Data records:
* START *

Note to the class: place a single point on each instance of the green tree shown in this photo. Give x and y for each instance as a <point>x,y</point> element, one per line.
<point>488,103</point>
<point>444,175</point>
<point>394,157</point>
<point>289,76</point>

* END *

• DIRECTIONS
Could you retype every line of the listing above, keeping each character unchanged?

• RIGHT ANSWER
Note to the class: place a single point on each instance of the green tree shown in this photo. Give x and y for each instance as a <point>x,y</point> element, one per line.
<point>488,103</point>
<point>444,175</point>
<point>394,157</point>
<point>289,76</point>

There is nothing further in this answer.